Data excerpts ▸
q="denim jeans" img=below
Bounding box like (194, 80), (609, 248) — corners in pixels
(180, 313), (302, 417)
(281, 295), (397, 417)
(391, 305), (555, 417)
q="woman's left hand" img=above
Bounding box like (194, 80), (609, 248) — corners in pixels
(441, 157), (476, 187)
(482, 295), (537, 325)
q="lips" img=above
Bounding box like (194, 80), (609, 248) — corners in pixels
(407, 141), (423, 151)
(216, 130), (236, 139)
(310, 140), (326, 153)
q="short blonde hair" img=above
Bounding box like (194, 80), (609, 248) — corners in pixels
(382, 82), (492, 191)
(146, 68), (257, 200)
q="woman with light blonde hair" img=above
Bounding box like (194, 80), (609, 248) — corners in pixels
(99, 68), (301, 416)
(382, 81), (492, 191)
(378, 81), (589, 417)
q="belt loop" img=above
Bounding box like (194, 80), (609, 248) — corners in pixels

Task requirements ▸
All of the data needs to be repeated exactly.

Result ▸
q="denim jeans" img=below
Bounding box like (194, 80), (609, 248) — corners in pixels
(180, 313), (302, 417)
(281, 295), (397, 417)
(391, 305), (555, 417)
q="woman's left hand" img=above
Bounding box like (194, 80), (609, 248) — corners in pixels
(441, 157), (476, 187)
(482, 295), (537, 325)
q="lips" img=above
Bounding box like (194, 80), (609, 248) — corners in pixels
(407, 141), (423, 151)
(216, 130), (236, 139)
(310, 140), (326, 153)
q="short blonde hair" img=above
Bounding box like (194, 80), (609, 248) — corners in pixels
(382, 82), (492, 191)
(146, 68), (257, 200)
q="woman with light blonde hair" img=above
Bounding box like (194, 80), (609, 248) — corners in pixels
(99, 68), (301, 416)
(382, 81), (492, 191)
(378, 81), (589, 417)
q="belt loop" img=above
Bounding box like (194, 80), (609, 248) — corners in pixels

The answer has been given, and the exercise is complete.